BEGIN READING TEXT

The most basic signal processing functions are those that involve simple signal arithmetic: point-by-point addition, subtraction, multiplication, or division of two signals or of one signal and a constant. Despite their mathematical simplicity, these functions can be very useful. For example, in the left part of Figure 1 (Window 1) the top curve is the optical absorption spectrum of an extract of a sample of oil shale, a kind of rock that is is a source of petroleum.

*Figure 1. A simple point-by-point subtraction of two signals
allows the background (bottom curve on the left) to be
subtracted from a complex sample (top curve on the left),
resulting in a clearer picture of what is really in the sample
(right). (X-axis = wavelength in nm; Y-axis = absorbance).*

This optical spectrum exhibits two
absorption bands, at about 515 nm and 550 nm, that are due to a
class of molecular fossils of chlorophyll called *porphyrins.*
(Porphyrins are used as geomarkers in oil exploration). These
bands are superimposed on a background absorption caused by the
extracting solvents and by non-porphyrin compounds extracted from
the shale. The bottom curve is the spectrum of an extract of a
non-porphyrin-bearing shale, showing only the background
absorption. To obtain the spectrum of the shale extract without
the background, the background (bottom curve) is simply subtracted
from the sample spectrum (top curve). The difference is shown in
the right in Window 2 (note the change in Y-axis scale). In this
case the removal of the background is not perfect, because the
background spectrum is measured on a separate shale sample.
However, it works well enough that the two bands are now seen more
clearly and it is easier to measure precisely their absorbances
and wavelengths. (Thanks to Prof. David Freeman for the spectra of
oil shale extracts).

END READING TEXT
BEGIN PROVIDED INFORMATION

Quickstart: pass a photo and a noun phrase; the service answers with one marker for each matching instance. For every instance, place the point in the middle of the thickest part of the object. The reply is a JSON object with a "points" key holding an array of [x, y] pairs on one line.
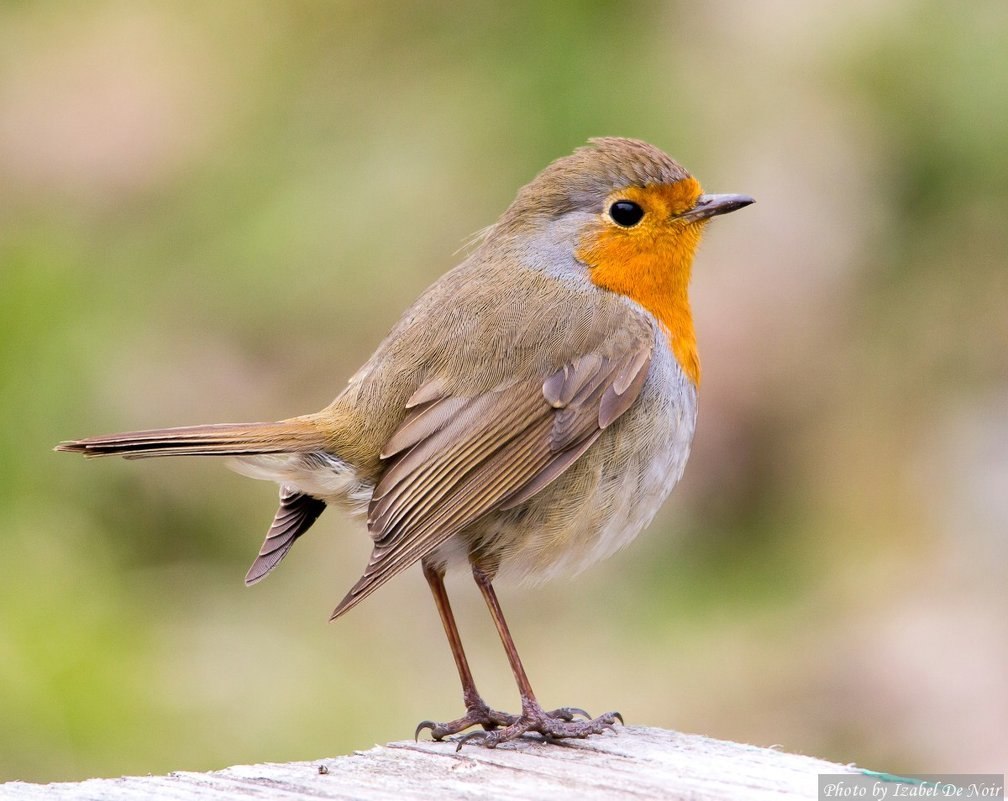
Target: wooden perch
{"points": [[636, 763]]}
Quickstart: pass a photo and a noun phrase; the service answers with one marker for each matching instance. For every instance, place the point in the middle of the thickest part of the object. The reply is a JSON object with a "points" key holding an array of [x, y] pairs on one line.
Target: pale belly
{"points": [[603, 501]]}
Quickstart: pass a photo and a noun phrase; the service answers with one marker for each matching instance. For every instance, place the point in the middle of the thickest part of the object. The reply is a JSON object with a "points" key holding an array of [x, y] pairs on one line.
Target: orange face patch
{"points": [[651, 261]]}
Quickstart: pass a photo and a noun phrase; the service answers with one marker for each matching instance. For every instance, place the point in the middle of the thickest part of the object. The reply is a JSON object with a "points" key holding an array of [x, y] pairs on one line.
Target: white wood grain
{"points": [[636, 763]]}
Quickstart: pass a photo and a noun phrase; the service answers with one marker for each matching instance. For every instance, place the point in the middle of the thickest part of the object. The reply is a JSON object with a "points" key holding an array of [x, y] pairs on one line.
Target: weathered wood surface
{"points": [[637, 763]]}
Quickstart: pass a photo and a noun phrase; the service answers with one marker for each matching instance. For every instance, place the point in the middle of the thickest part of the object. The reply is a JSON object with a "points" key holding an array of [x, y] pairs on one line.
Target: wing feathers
{"points": [[296, 514], [456, 458]]}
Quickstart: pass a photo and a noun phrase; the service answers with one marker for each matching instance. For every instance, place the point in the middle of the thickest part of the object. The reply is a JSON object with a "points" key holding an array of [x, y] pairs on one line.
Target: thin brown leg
{"points": [[555, 724], [477, 710]]}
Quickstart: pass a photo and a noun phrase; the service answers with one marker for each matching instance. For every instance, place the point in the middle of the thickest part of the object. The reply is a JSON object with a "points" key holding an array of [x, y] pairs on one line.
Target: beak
{"points": [[709, 206]]}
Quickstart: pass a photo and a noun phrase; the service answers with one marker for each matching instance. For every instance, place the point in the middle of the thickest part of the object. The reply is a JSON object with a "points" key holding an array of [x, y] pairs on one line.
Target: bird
{"points": [[525, 417]]}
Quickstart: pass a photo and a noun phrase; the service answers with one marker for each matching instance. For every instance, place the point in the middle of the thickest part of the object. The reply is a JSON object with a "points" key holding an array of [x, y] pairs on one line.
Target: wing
{"points": [[454, 459], [296, 514]]}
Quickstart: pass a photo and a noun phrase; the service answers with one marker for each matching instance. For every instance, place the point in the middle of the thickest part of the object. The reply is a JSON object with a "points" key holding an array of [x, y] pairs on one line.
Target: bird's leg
{"points": [[477, 710], [552, 725]]}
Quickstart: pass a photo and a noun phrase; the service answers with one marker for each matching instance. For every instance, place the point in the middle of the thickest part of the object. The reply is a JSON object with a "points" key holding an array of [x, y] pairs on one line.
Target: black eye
{"points": [[626, 213]]}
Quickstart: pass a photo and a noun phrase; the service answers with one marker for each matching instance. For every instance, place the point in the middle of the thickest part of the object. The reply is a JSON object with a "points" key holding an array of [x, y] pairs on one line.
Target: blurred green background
{"points": [[213, 212]]}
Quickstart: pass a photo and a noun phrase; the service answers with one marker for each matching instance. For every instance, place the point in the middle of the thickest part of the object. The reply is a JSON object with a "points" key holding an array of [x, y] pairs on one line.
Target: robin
{"points": [[525, 417]]}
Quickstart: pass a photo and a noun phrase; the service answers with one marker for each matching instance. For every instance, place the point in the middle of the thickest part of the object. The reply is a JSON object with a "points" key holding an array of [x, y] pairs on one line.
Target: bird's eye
{"points": [[626, 213]]}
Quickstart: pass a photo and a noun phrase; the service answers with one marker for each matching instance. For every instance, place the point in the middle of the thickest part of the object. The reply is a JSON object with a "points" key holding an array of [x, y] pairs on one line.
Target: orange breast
{"points": [[651, 262]]}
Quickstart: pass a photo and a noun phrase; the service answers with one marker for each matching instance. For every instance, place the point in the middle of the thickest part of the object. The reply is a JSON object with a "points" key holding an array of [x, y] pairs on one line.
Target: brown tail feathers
{"points": [[223, 439]]}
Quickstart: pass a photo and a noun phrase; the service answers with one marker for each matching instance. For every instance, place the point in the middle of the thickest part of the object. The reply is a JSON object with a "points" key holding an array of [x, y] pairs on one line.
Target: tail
{"points": [[223, 439]]}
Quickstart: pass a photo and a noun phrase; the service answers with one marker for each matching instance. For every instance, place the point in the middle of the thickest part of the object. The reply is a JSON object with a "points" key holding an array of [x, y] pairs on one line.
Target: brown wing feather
{"points": [[454, 459], [296, 514]]}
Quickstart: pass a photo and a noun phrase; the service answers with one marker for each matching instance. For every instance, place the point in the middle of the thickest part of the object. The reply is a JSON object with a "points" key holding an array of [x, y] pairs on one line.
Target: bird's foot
{"points": [[557, 724], [477, 713]]}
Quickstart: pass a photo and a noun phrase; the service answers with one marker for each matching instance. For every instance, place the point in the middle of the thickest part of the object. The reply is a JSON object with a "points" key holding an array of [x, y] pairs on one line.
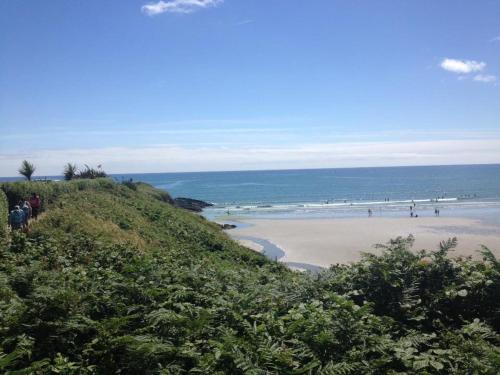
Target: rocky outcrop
{"points": [[191, 204], [227, 226]]}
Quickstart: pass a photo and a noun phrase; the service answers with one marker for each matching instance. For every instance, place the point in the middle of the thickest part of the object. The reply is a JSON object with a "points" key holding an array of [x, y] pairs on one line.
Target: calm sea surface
{"points": [[473, 190], [455, 190]]}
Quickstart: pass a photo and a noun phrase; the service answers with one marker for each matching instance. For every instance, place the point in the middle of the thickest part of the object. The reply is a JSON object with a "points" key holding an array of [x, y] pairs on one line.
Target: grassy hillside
{"points": [[112, 279], [3, 215]]}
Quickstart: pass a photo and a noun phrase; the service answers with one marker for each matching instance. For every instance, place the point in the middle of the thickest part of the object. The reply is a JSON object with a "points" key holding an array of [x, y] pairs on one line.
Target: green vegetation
{"points": [[114, 279], [91, 173], [70, 171], [27, 169], [4, 212]]}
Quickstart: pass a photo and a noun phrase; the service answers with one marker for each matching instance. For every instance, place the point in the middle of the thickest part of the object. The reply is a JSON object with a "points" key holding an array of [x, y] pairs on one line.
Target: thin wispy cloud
{"points": [[174, 158], [178, 6], [243, 22], [486, 78], [462, 66]]}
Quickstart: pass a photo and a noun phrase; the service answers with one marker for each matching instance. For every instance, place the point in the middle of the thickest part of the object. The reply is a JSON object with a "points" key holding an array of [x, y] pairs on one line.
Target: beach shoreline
{"points": [[323, 242]]}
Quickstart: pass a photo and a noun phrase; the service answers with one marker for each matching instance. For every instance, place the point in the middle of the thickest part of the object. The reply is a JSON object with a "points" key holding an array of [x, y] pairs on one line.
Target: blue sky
{"points": [[189, 85]]}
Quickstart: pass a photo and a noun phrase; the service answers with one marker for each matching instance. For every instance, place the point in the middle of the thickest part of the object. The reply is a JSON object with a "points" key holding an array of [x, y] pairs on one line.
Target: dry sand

END PROVIDED INFORMATION

WHAT THIS TASK INVOLVES
Reproduce the text on signal arithmetic word for word, between "This optical spectrum" and "separate shale sample.", inclusive. These rows come from a separate source.

EXERCISE ANSWER
This optical spectrum exhibits two
absorption bands, at about 515 nm and 550 nm, that are due to a
class of molecular fossils of chlorophyll called *porphyrins.*
(Porphyrins are used as geomarkers in oil exploration). These
bands are superimposed on a background absorption caused by the
extracting solvents and by non-porphyrin compounds extracted from
the shale. The bottom curve is the spectrum of an extract of a
non-porphyrin-bearing shale, showing only the background
absorption. To obtain the spectrum of the shale extract without
the background, the background (bottom curve) is simply subtracted
from the sample spectrum (top curve). The difference is shown in
the right in Window 2 (note the change in Y-axis scale). In this
case the removal of the background is not perfect, because the
background spectrum is measured on a separate shale sample.